[Extracted records]:
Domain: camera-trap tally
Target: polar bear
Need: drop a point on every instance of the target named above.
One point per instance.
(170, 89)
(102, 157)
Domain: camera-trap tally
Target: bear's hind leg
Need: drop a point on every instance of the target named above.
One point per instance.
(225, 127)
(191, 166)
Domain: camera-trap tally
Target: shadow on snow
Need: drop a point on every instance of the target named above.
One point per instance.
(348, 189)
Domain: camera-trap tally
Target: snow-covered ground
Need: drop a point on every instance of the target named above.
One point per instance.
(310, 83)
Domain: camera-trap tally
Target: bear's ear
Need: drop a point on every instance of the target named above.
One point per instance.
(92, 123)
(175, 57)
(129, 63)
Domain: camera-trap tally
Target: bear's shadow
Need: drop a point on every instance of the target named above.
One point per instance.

...

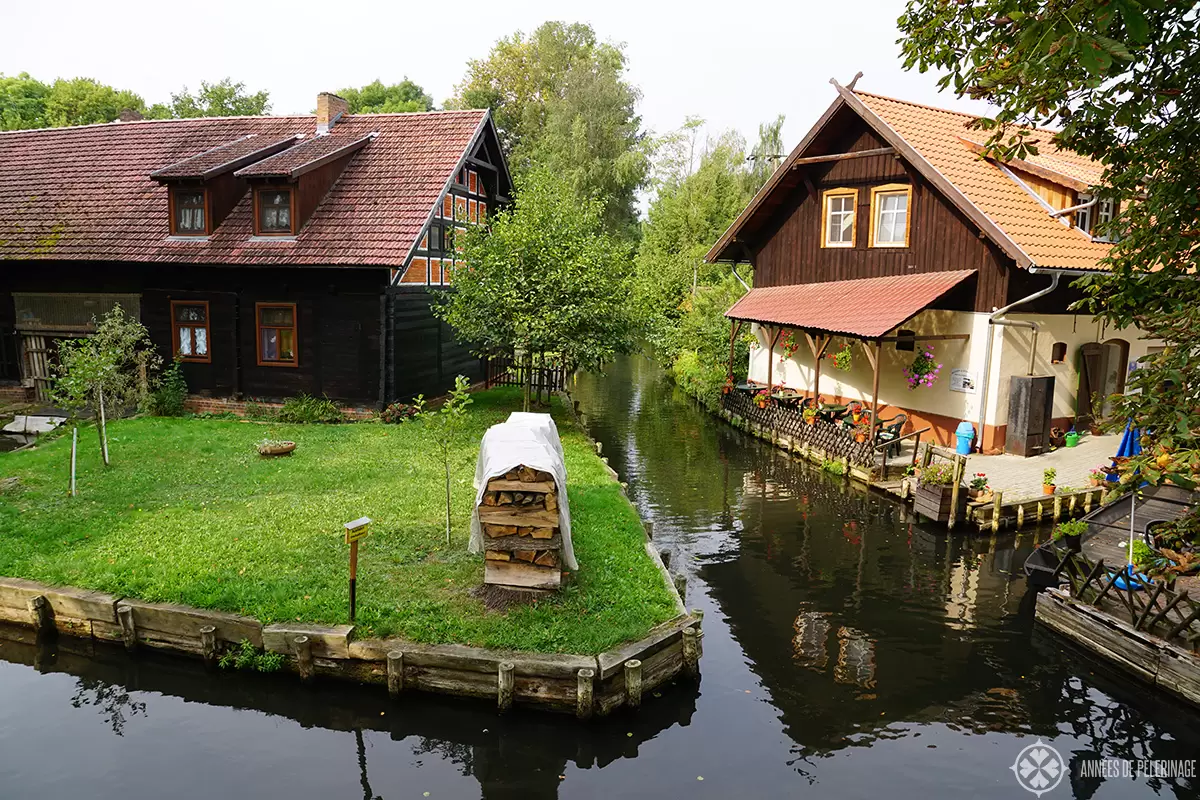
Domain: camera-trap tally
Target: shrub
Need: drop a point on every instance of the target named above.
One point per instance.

==

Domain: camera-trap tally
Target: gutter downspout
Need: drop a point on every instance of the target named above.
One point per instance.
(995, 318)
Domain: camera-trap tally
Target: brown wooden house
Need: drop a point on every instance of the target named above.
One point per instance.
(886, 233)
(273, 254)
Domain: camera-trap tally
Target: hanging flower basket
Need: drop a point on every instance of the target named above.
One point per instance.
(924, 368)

[To do]: Tell how many lines of the data above hold the string "snow". The number alone is the answer.

[Task response]: 2